▶ [Directives]:
A. Return, word for word, the stretch of the travel passage about Catalunya that begins at the words "After staying with" and stops after "moisten their bread.".
B. Resume the travel passage about Catalunya, writing on from its final sentence.

As I backpack, my mantra for clothes is ¨reduce, recycle, reuse¨ and let´s just say if it doesn´t stink to me, it´s still clean and technically, underwear has four sides. Plus, the clothes is never really clean when you handwash and is often unpleasantly damp when I pack it up to leave the next day. Yes, clean clothes is a luxury.

After staying with this wonderful family, I have always associated Siestas with `Familia´. During my first visit, the mom would go out every morning to the market in preparation of the main meal at lunch. All the children and their spouses would come from across the city to eat together. It would take around two hours and consists of four or five courses of often simple, hearty dishes of soup, pasta, chicken, salad and coffee. The next course would not start until the last person had finished the present one. Conversation and laughter would help season the dishes and there didn´t seem to be a rush to get lunch over with (like it was some kind of chore to keep your stomach quiet). This beautiful ritual happened everyday and I fondly remember them now. By the way, the locals do not butter their bread in Catalunya but instead rub a ripe tomato and add olive oil to moisten their bread.

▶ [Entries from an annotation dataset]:

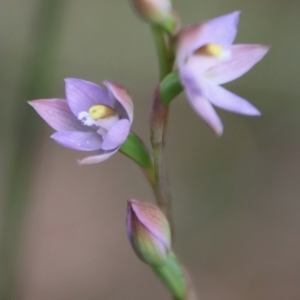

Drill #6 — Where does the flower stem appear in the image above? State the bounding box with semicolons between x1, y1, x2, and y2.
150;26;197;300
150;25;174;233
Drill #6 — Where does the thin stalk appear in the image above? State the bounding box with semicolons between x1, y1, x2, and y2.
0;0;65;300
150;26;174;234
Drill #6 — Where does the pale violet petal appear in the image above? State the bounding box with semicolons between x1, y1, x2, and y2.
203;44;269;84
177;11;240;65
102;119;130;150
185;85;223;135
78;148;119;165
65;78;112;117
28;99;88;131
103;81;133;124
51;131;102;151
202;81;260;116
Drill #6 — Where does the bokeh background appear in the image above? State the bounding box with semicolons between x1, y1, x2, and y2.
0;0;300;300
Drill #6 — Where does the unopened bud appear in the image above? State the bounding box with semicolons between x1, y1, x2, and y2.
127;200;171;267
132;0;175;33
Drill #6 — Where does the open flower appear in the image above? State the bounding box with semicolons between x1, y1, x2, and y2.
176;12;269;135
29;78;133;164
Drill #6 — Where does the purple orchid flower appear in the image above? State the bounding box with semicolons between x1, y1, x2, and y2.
* * *
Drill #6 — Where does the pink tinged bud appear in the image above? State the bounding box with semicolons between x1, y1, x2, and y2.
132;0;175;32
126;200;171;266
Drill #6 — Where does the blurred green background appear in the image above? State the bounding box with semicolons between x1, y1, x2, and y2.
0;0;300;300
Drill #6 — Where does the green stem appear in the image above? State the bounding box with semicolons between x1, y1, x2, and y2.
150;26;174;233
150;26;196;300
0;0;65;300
---
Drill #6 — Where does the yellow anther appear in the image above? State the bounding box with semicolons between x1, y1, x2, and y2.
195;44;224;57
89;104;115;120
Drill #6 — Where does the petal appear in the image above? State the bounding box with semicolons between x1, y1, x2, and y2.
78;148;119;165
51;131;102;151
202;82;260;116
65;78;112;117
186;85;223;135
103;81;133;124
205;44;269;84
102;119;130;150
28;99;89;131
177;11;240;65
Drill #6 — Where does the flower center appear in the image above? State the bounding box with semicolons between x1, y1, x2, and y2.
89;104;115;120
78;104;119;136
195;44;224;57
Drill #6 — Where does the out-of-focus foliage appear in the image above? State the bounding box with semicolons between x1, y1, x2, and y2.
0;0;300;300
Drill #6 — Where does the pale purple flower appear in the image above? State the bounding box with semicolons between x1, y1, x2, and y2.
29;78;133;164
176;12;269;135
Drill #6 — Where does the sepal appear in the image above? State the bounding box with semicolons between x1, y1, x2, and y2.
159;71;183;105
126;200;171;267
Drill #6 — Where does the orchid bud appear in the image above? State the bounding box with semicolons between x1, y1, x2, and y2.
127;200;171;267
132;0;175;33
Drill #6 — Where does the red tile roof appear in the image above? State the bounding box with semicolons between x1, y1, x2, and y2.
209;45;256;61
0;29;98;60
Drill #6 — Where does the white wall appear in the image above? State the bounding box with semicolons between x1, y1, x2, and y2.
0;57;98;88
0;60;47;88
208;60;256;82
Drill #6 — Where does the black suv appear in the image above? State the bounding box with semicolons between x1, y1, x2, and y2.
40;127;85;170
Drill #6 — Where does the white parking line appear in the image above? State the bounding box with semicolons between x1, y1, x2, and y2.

▶ [Answer set]:
A.
After staying with this wonderful family, I have always associated Siestas with `Familia´. During my first visit, the mom would go out every morning to the market in preparation of the main meal at lunch. All the children and their spouses would come from across the city to eat together. It would take around two hours and consists of four or five courses of often simple, hearty dishes of soup, pasta, chicken, salad and coffee. The next course would not start until the last person had finished the present one. Conversation and laughter would help season the dishes and there didn´t seem to be a rush to get lunch over with (like it was some kind of chore to keep your stomach quiet). This beautiful ritual happened everyday and I fondly remember them now. By the way, the locals do not butter their bread in Catalunya but instead rub a ripe tomato and add olive oil to moisten their bread.

B.
When I return to a place I like, I am often disappointed. ¨You can never go home¨ as the saying goes. But in this case, Barcelonia is as beautiful, exciting and enchanting as my first visit. Gaudi´s Sagrada Familia Cathedral started in 1882 is a little more complete then I recall, with it´s oraganic looking pinnacles jutting into sky, though I suspect it will not be fully built until the next century. Then there´s of course, Las Ramblas, the famous pederstrain boulvevard where you can stroll from flower sellers to street performers or watch dancers or human statues, or buy a pet fish or bird all in one go, all the while absorbing the hum and flow of tourists, locals, lovers, buskers and pick pockets. Walk over to Placa Reial for something cold to drink and people watching and hear an accordian or guitar being played or head to the port and beach if your heart is so inclined.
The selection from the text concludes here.